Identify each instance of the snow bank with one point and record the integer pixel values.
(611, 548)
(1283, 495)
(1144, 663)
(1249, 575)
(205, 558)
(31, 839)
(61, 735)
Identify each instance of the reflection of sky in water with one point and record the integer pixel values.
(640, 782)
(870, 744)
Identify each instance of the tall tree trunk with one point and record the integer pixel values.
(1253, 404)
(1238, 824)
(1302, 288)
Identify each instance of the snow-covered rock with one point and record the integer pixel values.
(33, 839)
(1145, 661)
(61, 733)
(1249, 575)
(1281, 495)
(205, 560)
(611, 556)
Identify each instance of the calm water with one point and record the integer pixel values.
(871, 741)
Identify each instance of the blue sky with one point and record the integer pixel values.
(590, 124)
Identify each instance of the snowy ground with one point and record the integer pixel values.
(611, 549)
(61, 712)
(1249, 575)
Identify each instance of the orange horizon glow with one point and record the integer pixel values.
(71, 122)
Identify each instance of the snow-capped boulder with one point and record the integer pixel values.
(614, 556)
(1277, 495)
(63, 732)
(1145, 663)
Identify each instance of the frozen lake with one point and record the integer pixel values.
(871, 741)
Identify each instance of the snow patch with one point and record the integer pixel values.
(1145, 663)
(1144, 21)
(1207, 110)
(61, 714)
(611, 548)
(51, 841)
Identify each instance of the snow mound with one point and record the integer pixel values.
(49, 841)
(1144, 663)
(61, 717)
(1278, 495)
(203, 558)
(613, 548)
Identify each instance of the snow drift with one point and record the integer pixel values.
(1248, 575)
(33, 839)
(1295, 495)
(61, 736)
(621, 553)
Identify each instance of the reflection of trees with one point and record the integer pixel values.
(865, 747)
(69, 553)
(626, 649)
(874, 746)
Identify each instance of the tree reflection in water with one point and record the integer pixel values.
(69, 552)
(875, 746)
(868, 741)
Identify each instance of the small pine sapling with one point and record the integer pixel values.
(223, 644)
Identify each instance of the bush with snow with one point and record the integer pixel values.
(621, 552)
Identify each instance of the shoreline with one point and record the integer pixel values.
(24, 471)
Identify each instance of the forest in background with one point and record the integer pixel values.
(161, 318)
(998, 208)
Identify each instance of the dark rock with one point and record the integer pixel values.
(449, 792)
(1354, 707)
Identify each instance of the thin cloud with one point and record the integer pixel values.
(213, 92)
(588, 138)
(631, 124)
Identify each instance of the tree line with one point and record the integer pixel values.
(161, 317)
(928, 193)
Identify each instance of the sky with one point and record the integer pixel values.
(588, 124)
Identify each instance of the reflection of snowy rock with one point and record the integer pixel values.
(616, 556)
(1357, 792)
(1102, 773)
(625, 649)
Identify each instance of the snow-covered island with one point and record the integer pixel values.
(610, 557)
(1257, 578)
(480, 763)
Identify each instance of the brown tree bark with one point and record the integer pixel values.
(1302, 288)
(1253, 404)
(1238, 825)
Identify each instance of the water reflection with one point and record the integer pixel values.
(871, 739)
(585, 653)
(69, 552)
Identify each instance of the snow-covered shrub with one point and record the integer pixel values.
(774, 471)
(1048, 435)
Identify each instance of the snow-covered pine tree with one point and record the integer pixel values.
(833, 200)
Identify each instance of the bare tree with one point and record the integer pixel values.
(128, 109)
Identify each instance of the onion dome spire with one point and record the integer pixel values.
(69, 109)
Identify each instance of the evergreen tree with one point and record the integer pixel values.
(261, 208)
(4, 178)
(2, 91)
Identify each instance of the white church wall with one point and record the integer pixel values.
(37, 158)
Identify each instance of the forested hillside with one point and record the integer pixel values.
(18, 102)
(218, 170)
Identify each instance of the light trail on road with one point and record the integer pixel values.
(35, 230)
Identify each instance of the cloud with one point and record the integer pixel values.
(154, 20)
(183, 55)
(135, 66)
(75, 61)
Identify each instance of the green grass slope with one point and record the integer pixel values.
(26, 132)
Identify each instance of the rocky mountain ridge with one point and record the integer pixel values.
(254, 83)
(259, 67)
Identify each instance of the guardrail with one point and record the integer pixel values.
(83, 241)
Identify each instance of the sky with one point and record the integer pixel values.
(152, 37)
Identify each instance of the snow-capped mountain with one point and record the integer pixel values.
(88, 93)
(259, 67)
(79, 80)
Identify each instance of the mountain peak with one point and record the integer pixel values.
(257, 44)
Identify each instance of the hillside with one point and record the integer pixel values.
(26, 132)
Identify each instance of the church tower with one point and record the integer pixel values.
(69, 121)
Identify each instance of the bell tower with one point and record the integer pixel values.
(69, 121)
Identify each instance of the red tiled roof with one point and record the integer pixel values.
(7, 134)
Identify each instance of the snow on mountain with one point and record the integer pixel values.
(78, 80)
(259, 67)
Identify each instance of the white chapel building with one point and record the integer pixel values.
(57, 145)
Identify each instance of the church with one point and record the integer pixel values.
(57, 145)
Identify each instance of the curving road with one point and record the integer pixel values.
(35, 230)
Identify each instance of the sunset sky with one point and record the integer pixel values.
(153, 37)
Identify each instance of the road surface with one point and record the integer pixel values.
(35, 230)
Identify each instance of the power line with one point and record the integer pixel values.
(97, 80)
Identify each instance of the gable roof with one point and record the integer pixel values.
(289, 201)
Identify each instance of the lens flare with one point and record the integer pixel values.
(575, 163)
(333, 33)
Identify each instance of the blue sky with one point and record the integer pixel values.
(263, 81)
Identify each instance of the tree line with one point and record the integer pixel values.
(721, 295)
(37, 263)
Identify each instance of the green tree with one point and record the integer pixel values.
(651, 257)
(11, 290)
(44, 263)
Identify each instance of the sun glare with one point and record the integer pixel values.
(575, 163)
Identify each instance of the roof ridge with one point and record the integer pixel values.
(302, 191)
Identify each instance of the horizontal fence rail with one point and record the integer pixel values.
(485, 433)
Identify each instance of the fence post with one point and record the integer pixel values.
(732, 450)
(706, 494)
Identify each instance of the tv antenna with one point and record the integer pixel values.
*****
Copy every entry above word for word, from the first to the last.

-- Written reply --
Identify each instance of the snow bank with one point and record the integer pixel values.
(611, 548)
(1283, 495)
(1144, 663)
(1249, 575)
(205, 558)
(31, 839)
(61, 735)
Identify each instance of the reflection of sky in water with one point and record the integer pixel values.
(640, 782)
(870, 744)
Identify each instance of the tall tree trunk with one point and record the integer pixel values.
(1253, 404)
(1238, 824)
(1302, 288)
Identify each instance of the snow-covered rock with one point and record the integer pixel values.
(33, 839)
(1145, 661)
(61, 733)
(1249, 575)
(1281, 495)
(205, 560)
(611, 556)
Identify each instance of the calm water with one point and record the integer pixel values.
(871, 741)
Identify each instance of the blue sky with one point and record the integer pixel values.
(590, 124)
Identify each instance of the snowy ground with one point and record the integer pixel values.
(611, 549)
(61, 712)
(1249, 575)
Identify each instance of the orange horizon glow with one point and record the integer pixel values.
(71, 122)
Identify each instance of the snow-capped boulder with one point and record the integer pixel values.
(614, 556)
(1277, 495)
(63, 732)
(1145, 663)
Identify each instance of the frozen lake with one point and record the integer pixel values.
(871, 741)
Identify each instance of the snow patch with one point and record the integer pixel values.
(1145, 663)
(1144, 21)
(1207, 110)
(61, 714)
(611, 548)
(51, 841)
Identify each instance of the snow mound with one point and record the integer pixel values.
(49, 841)
(1144, 663)
(61, 717)
(1278, 495)
(203, 558)
(613, 548)
Identify each instance of the snow drift with one point and record the integer pixel values.
(1248, 575)
(33, 839)
(1295, 495)
(61, 736)
(621, 553)
Identify each instance of the reflection of trees with one point and record the integer pixel values.
(865, 747)
(69, 553)
(626, 649)
(874, 746)
Identify each instance of the tree reflection in water with one point and record the integer pixel values.
(69, 552)
(875, 746)
(868, 741)
Identify each instance of the small pine sapling with one point and record the integer pixel values.
(223, 644)
Identify each instance of the bush with snow with one point and record the integer pixel values.
(621, 552)
Identify each instance of the shoreline with one point and record the integer pixel values.
(24, 471)
Identify each instance of the forest in background with one point and record the integer pixel values.
(161, 318)
(998, 208)
Identify each instance of the dark rock with one point and record the integer pixel values.
(449, 792)
(1354, 707)
Identify each instance of the thin cloud with one point and record the integer pixel values.
(213, 92)
(588, 138)
(631, 124)
Identify each instance of the tree line with one point and record the integer pixel values.
(161, 317)
(928, 193)
Identify each instance of the sky with one point and record the integer pixel values.
(588, 124)
Identify each instance of the reflection of snowy rock with one point and record the integer pixel values.
(616, 556)
(1357, 792)
(1102, 773)
(625, 649)
Identify each instance of the snow-covered island with one point and record the integer pixel values.
(610, 557)
(1257, 578)
(480, 763)
Identify each instance of the brown tree bark with one point and record the integer pixel values.
(1302, 288)
(1253, 404)
(1238, 825)
Identify each instance of the water reflection with one point and record the integer pixel values.
(871, 739)
(585, 653)
(69, 552)
Identify each instance of the snow-covered shrub with one point and record the integer pixel values.
(774, 471)
(1048, 435)
Identify each instance of the snow-covered pine tree with one point and record the integer pixel values.
(833, 200)
Identify each instance of the bare tree with one point and record the integer pixel values.
(128, 109)
Identify each instance of the onion dome spire with one point and record the integer pixel values.
(69, 109)
Identify each instance of the evergreen tree with one point and record the integer pixel values.
(261, 208)
(4, 178)
(2, 91)
Identify each instance of the white church wall with one point and record the integer pixel values.
(37, 158)
Identify each instance of the forested hillside with one point and record the integer pixel values.
(18, 102)
(218, 170)
Identify each instance of the light trail on road with one point and record the integer pixel values.
(35, 230)
Identify each instance of the cloud with one point and record the integer pixel values.
(154, 20)
(183, 55)
(135, 66)
(75, 61)
Identify each instance of the green grass slope with one point and record the integer pixel values.
(26, 132)
Identify each instance of the rocky mountain ridge with one point and record the integer pixel values.
(254, 83)
(259, 67)
Identify each instance of the guardrail with one point and record the integer pixel values.
(83, 241)
Identify each instance of the sky with one point and record the integer pixel values.
(152, 37)
Identify each instance of the snow-capped mountain with one point and record the integer pixel values.
(88, 93)
(259, 67)
(79, 80)
Identify each instance of the mountain peak with one point and record the integer pixel values.
(257, 44)
Identify each instance of the hillside with one point and record the integer pixel values.
(26, 132)
Identify each instance of the church tower with one point and record the integer pixel values.
(69, 121)
Identify each instance of the bell tower with one point and record the integer pixel values.
(69, 121)
Identify each instance of the red tiled roof with one point and record the integer pixel values.
(7, 134)
Identify each instance of the snow on mountain with one point and record the integer pixel values.
(78, 80)
(259, 67)
Identify each instance of the white chapel building with one point and record the integer pixel values.
(57, 145)
Identify each instance of the church with one point and record the integer pixel values.
(57, 145)
Identify each instance of the curving road with one point and record the integer pixel values.
(35, 230)
Identify each instance of the sunset sky with one point and record the integer pixel values.
(153, 37)
Identify each instance of the road surface with one point and record the integer pixel values.
(35, 230)
Identify each instance of the power line with one point and record the integer pixel values.
(97, 80)
Identify each instance of the gable roof with one point and record the integer pixel values.
(289, 201)
Identify each instance of the lens flare with one point and record the integer pixel values.
(575, 163)
(333, 33)
Identify each instance of the blue sky with one point and record the integer pixel values.
(263, 81)
Identify each instance of the tree line with one point and record the integer pixel values.
(721, 295)
(37, 263)
Identify each instance of the green tree with one point and record the integer pixel values.
(651, 257)
(11, 290)
(44, 263)
Identify each instance of the sun glare with one point and record the integer pixel values.
(575, 163)
Identify each instance of the roof ridge with one point and record the integer pixel values.
(302, 191)
Identify each instance of the horizontal fence rail with one point and record the integer pixel values.
(485, 433)
Identify each instance of the fence post with one point and record the integer pixel values.
(732, 450)
(706, 494)
Identify each instance of the tv antenna with one point and record the integer pixel values.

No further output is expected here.